Sans succès ! Le refus opposé par les responsables du CIO, et notamment par son intransigeant président Pierre de Coubertin, est ferme. Sept ans après les JO suédois, l’éminent dirigeant – probablement pas plus misogyne que la plupart des hommes de son temps – n’a pas évolué d’un iota par rapport à ses propos de Stockholm où il déclarait : « Le véritable héros olympique est, à mes yeux, l'adulte mâle individuel. Les JO doivent être réservés aux hommes, le rôle des femmes devrait être avant tout de couronner les vainqueurs. » Autrement dit, chacun et chacune à sa place !

Opiniâtre et combative, Alice Milliat refuse de désarmer. Après avoir organisé quelques compétitions dédiées à ses consœurs, notamment en athlétisme et en football – elle crée pour l’occasion la première équipe de France féminine de l’histoire ! –, notre pionnière met sur pied pour l’été 1922 ce qu’elle nomme, par défi au CIO, les Jeux olympiques féminins. Hors de question que cet évènement puisse avoir lieu pour le président de la Fédération internationale d’athlétisme (IAAF), le Suédois Sigfrid Edström, entré dans une colère noire à l’annonce de cette initiative.

Par souci d’apaisement, Alice Milliat renonce à l’appellation JO et rebaptise les compétitions Jeux mondiaux féminins. Elle n’en reste pas moins ferme sur la tenue de cet évènement, au grand dam des autorités masculines. Les épreuves ont lieu à Paris le 20 août 1922, au bois de Vincennes, sur le Stade Pershing (depuis longtemps disparu). Y participent 77 athlètes appartenant à 5 nations (États-Unis, France, Grande-Bretagne, Suisse et Tchécoslovaquie) engagées dans 11 épreuves. Ces jeux sont un réel succès public : 15 000 spectateurs sont venus assister aux épreuves !

Il y aura trois autres éditions des Jeux mondiaux féminins : à Göteborg en 1926 (100 participantes, 9 nations), à Prague en 1930 (270 participantes, 17 nations) et à Londres en 1934 (200 participantes, 19 nations), toutes organisées par la Fédération sportive féminine internationale (FSFI), extension internationale de la FSFSF. Ces jeux connaissent un succès croissant qui ne manque pas de mettre la pression sur les dirigeants du CIO et de l’IAAF. Hélas ! pour elle, usée par la maladie, les conflits avec les autorités masculines, mais aussi confrontée aux difficultés financières de la FSFI, Alice Milliat jette l’éponge en 1936.

○ ○ ○ ○

▶ _Parties de l'exercice_:
(a) D'après l'extrait sur Alice Milliat, combien de spectateurs ont assisté aux épreuves du 20 août 1922 au bois de Vincennes ?
(b) Poursuivez le texte sur Alice Milliat et les Jeux mondiaux féminins à partir de sa dernière phrase.

▶ _Liste des entrées_:
○ ○ ○ ○

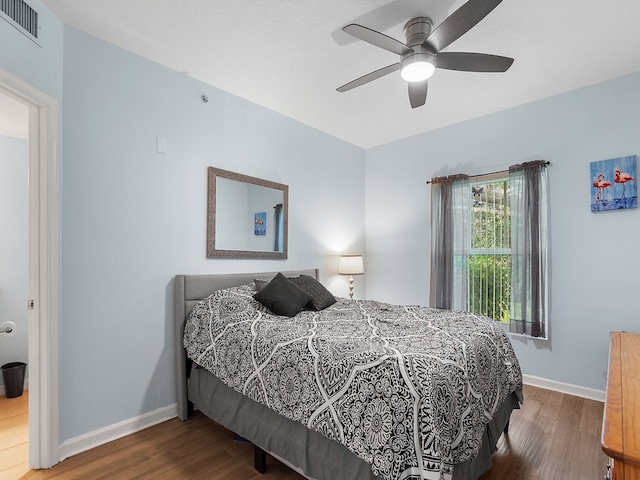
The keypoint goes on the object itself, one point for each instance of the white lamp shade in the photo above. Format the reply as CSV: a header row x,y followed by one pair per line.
x,y
351,265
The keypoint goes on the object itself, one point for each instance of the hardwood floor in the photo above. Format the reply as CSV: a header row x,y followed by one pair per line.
x,y
553,436
14,436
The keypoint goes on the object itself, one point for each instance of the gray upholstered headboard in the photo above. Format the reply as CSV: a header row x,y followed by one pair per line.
x,y
189,289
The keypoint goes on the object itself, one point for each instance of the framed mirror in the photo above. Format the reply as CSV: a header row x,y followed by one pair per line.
x,y
247,217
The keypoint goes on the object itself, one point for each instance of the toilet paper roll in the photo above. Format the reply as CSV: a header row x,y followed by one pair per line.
x,y
5,327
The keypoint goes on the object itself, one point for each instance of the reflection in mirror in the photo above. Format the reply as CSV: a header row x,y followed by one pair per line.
x,y
246,216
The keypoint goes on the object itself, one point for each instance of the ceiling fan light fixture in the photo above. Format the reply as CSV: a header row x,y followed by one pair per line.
x,y
417,67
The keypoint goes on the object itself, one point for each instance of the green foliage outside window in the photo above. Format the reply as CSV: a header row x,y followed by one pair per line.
x,y
490,259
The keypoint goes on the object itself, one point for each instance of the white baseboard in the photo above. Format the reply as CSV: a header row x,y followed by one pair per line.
x,y
569,389
90,440
26,387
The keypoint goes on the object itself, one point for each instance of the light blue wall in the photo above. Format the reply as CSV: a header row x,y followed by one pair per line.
x,y
134,218
594,257
14,247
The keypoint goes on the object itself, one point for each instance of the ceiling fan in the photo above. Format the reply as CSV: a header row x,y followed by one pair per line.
x,y
421,53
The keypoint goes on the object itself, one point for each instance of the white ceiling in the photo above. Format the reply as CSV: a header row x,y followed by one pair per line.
x,y
290,56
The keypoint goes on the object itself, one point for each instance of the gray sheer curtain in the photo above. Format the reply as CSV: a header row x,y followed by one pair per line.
x,y
450,241
529,248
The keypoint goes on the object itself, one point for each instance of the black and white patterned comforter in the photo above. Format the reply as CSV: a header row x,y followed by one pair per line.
x,y
408,389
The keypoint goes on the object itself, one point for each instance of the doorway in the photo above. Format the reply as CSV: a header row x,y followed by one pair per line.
x,y
14,283
42,308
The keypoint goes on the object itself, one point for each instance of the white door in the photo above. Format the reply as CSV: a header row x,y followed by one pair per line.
x,y
43,269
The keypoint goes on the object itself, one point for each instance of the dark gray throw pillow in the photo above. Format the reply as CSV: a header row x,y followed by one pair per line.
x,y
283,297
260,284
321,298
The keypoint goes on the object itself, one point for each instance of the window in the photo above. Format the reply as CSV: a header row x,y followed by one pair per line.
x,y
489,264
489,246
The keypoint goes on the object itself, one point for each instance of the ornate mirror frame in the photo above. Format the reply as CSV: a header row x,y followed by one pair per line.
x,y
212,200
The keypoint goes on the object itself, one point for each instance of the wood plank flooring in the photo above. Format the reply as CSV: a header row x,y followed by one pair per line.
x,y
553,436
14,436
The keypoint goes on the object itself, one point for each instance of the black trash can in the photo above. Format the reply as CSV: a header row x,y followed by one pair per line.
x,y
13,377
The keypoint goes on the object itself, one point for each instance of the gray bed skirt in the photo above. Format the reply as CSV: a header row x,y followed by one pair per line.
x,y
287,439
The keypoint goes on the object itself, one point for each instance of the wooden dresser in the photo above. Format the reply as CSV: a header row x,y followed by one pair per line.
x,y
621,422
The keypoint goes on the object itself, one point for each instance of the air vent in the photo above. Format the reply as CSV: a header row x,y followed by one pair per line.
x,y
20,15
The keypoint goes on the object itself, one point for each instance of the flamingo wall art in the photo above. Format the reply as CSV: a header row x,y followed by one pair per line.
x,y
614,184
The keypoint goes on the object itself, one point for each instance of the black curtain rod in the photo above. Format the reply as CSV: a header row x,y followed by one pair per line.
x,y
490,173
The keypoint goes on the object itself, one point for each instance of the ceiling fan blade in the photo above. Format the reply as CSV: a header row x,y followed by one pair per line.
x,y
418,93
473,62
459,23
378,39
369,77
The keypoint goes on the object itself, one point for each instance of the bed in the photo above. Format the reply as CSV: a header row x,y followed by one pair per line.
x,y
335,427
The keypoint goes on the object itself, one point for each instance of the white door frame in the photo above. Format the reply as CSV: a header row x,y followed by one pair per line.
x,y
43,269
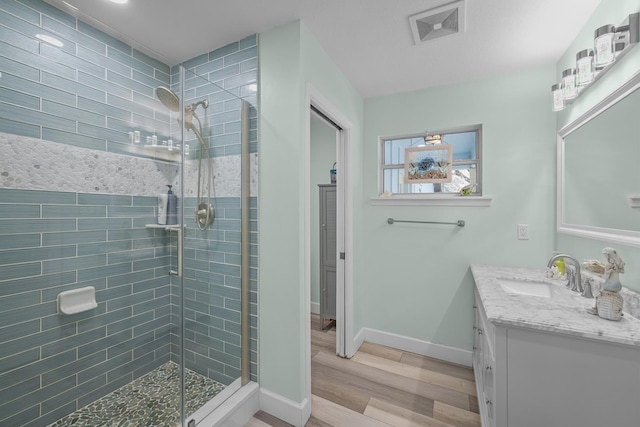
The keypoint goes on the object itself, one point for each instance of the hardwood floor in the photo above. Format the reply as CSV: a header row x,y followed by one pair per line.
x,y
382,386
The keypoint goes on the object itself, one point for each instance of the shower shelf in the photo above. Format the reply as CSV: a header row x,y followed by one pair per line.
x,y
166,227
161,148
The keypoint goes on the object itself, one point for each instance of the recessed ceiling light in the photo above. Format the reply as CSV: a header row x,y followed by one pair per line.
x,y
51,40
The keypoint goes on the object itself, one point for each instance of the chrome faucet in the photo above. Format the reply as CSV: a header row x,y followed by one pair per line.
x,y
574,279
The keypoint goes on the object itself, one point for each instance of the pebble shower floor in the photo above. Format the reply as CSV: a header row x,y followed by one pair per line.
x,y
152,401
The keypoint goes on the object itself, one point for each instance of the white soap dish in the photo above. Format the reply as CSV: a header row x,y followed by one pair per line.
x,y
77,300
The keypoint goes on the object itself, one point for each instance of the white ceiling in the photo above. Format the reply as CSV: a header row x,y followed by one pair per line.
x,y
369,40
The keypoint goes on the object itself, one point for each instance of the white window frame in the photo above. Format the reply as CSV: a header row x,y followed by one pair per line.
x,y
434,199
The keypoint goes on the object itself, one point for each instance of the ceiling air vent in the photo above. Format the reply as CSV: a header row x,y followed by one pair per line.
x,y
442,21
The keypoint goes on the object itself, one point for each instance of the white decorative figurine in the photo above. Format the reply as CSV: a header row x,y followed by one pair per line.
x,y
609,303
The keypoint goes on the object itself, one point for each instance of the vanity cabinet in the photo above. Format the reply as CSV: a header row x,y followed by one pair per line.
x,y
328,253
527,377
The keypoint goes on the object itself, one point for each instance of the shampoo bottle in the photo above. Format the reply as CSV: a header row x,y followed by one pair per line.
x,y
172,207
163,199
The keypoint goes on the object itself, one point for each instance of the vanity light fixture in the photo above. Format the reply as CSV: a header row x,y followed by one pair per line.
x,y
609,45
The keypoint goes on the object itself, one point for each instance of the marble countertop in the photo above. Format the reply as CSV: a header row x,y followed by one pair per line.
x,y
564,313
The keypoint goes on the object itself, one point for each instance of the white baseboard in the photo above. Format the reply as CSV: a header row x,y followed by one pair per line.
x,y
296,413
237,410
413,345
315,307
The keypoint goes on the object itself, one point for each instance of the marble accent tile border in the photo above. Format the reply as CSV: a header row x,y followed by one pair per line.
x,y
36,164
151,400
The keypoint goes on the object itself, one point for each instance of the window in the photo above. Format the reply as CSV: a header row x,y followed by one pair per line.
x,y
466,164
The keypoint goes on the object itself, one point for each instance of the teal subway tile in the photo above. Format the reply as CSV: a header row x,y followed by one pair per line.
x,y
17,39
113,293
130,300
127,234
96,388
150,263
104,224
19,330
70,211
129,83
73,113
51,11
210,321
104,271
223,51
103,319
241,55
19,211
130,323
18,9
104,109
99,56
22,63
149,284
32,117
194,62
226,269
103,37
19,98
163,77
125,343
151,324
210,66
152,62
17,128
128,60
70,264
136,277
20,416
71,86
24,284
103,199
79,237
128,368
20,389
146,350
144,201
21,300
78,340
19,270
104,247
103,85
12,367
36,196
74,367
131,211
23,313
73,139
249,65
30,87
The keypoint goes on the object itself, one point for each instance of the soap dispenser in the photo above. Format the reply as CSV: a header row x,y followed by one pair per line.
x,y
172,207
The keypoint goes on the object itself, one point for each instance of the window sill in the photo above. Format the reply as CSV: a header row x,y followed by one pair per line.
x,y
439,200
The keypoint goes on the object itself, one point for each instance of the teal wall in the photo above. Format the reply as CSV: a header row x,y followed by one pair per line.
x,y
289,59
609,11
416,279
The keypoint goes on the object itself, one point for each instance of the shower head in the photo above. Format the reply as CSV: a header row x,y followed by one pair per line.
x,y
168,98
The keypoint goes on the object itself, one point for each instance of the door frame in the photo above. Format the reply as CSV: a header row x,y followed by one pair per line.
x,y
344,238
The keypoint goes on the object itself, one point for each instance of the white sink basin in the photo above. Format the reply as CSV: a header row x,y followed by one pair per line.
x,y
528,288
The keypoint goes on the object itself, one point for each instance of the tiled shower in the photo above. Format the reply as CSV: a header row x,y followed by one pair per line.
x,y
77,197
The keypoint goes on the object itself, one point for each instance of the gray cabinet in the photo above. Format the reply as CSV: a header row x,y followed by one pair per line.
x,y
531,378
328,254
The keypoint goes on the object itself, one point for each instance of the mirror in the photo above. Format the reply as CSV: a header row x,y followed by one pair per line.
x,y
598,170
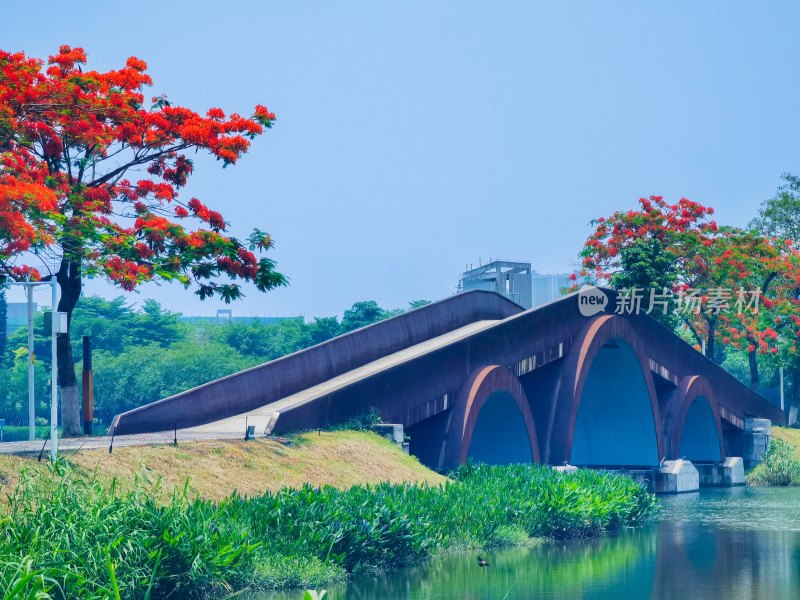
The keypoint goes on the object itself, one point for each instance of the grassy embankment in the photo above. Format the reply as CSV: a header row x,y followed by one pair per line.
x,y
87,527
781,466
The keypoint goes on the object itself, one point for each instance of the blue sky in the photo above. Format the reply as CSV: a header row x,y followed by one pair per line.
x,y
415,137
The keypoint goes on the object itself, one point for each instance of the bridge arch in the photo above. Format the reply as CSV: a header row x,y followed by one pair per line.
x,y
692,423
491,421
605,410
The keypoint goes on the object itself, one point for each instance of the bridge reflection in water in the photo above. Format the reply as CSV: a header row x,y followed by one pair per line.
x,y
728,544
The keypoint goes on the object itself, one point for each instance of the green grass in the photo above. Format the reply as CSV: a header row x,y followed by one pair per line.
x,y
781,465
65,536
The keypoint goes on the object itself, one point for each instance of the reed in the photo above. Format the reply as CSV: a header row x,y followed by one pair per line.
x,y
71,536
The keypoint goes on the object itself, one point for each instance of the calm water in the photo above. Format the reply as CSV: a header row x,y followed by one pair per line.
x,y
731,544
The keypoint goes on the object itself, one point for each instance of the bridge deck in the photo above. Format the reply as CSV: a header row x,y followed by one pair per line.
x,y
261,417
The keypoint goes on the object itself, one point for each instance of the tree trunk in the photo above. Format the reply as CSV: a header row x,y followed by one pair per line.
x,y
69,280
712,334
751,360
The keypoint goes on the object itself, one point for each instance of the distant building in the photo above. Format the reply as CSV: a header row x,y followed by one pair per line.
x,y
547,288
516,281
511,279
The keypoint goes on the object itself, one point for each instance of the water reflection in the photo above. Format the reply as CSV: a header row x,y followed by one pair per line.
x,y
741,543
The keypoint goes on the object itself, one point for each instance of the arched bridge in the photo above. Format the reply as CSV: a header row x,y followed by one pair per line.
x,y
476,376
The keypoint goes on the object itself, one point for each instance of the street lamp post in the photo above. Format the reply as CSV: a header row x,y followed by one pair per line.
x,y
56,327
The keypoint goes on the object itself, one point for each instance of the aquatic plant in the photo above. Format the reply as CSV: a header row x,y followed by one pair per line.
x,y
68,536
780,466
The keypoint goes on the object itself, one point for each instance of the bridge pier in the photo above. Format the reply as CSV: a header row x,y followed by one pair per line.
x,y
727,474
676,477
751,443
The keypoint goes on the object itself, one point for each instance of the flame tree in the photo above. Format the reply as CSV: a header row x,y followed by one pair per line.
x,y
90,174
706,260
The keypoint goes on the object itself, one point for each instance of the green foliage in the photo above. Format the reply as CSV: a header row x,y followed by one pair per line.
x,y
362,314
265,341
3,321
646,265
144,374
780,466
74,538
780,215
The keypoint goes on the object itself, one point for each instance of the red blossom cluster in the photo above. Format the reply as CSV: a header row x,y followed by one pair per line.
x,y
68,137
708,256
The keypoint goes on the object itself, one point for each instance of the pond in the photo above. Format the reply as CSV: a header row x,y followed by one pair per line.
x,y
719,543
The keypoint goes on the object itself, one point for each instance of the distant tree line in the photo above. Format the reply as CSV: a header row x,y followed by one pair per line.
x,y
147,353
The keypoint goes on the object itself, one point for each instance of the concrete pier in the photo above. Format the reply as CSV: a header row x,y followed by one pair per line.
x,y
757,434
676,477
728,474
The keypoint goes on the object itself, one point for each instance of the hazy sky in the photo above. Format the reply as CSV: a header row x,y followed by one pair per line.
x,y
415,137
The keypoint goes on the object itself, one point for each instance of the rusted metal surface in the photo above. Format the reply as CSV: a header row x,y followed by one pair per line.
x,y
548,349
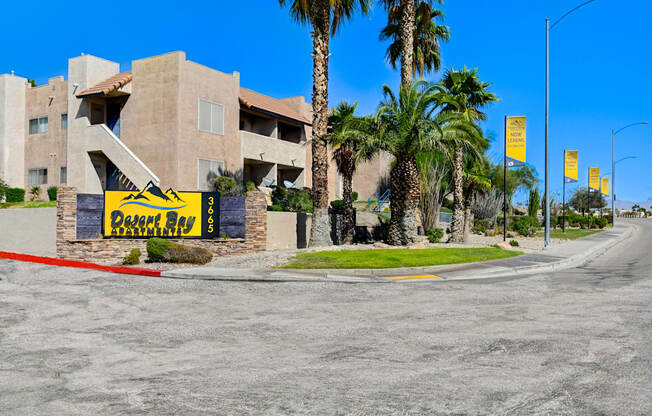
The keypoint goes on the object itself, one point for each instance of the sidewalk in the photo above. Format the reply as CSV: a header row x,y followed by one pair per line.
x,y
570,254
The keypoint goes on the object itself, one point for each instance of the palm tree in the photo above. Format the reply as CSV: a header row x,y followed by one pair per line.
x,y
325,18
427,37
462,92
407,126
404,12
350,139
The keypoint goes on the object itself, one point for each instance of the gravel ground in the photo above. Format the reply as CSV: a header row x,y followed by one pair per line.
x,y
83,342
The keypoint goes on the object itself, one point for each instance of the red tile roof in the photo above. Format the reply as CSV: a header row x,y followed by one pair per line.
x,y
255,101
108,85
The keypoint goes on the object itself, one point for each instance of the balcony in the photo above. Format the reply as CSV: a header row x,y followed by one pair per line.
x,y
271,150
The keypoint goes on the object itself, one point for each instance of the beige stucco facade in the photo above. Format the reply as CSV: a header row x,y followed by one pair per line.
x,y
149,124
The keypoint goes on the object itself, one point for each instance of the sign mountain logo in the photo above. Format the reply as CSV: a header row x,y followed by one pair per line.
x,y
157,199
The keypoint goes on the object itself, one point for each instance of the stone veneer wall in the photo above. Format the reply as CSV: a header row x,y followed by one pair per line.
x,y
113,250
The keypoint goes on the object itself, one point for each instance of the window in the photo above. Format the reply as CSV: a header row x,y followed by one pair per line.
x,y
211,117
207,170
37,177
38,125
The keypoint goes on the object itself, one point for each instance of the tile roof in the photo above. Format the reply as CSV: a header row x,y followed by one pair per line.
x,y
255,101
108,85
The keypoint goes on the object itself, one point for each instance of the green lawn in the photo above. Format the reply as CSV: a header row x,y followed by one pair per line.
x,y
391,258
28,204
570,234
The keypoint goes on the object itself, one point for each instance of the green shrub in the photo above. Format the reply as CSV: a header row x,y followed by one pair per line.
x,y
160,250
15,194
434,234
227,186
525,225
3,189
338,206
156,249
34,193
52,193
132,258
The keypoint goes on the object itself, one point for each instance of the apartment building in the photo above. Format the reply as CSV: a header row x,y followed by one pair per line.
x,y
169,120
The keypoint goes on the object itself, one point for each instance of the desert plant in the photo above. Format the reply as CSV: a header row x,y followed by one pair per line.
x,y
435,234
160,250
132,258
34,193
52,193
15,194
525,225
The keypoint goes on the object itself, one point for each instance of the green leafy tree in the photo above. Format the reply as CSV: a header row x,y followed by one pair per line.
x,y
325,17
408,125
427,37
462,92
350,139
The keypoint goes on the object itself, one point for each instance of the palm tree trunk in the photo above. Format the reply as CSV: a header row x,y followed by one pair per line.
x,y
406,32
349,220
320,232
468,199
404,202
457,223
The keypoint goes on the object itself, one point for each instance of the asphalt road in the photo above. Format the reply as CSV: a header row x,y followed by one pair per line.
x,y
85,342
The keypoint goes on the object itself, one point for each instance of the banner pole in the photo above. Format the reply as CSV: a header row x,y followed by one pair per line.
x,y
563,198
505,186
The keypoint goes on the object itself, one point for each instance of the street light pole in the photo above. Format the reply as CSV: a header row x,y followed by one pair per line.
x,y
613,169
546,243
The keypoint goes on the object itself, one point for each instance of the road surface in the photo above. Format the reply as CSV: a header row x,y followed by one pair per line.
x,y
86,342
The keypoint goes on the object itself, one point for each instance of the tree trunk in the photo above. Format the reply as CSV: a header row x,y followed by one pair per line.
x,y
320,232
404,202
468,199
457,223
349,220
406,32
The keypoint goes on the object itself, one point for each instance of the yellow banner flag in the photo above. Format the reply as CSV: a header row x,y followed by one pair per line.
x,y
515,139
604,186
570,166
594,179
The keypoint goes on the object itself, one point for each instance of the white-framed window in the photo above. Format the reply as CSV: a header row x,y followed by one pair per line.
x,y
38,125
211,117
207,170
37,176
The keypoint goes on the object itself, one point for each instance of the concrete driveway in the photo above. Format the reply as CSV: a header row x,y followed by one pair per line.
x,y
85,342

○ ○ ○ ○

▶ _Corrigé_:
(a) 15 000 spectateurs.

(b)
Sa lutte pour l’émancipation des sportives n’a pas été vaine pour autant : la détermination d’Alice Milliat a, comme le soulignent aujourd’hui les historiens du sport, contribué à faire entrer les femmes aux Jeux olympiques dans de nombreuses disciplines d’où elles étaient exclues. Elle a en outre jeté les bases d’une évolution des mentalités sans laquelle n’existerait pas la quasi-parité que nous connaissons de nos jours dans la plupart des compétitions sportives. À cet égard, il est juste que le nom d’Alice Milliat ait, ces dernières années, été remis en lumière et soit désormais régulièrement honoré.

Juste également que des équipements sportifs portent son nom en divers lieux du territoire national. Juste encore qu’une statue à son effigie** trône au siège du CNOSF, au cœur de la Maison du Sport français. Enfin, il serait juste qu’il soit définitivement acté par les élus parisiens que le nom de la salle polyvalente actuellement en construction porte de la Chapelle pour les Jeux olympiques de Paris en 2024, ne soit pas vendu à une marque commerciale comme le souhaitent Anne Hidalgo et d’autres élus de sa majorité – on parle d’une Adidas Arena ! –, mais dédié à cette pionnière du sport féminin mondial : Arena Alice Milliat.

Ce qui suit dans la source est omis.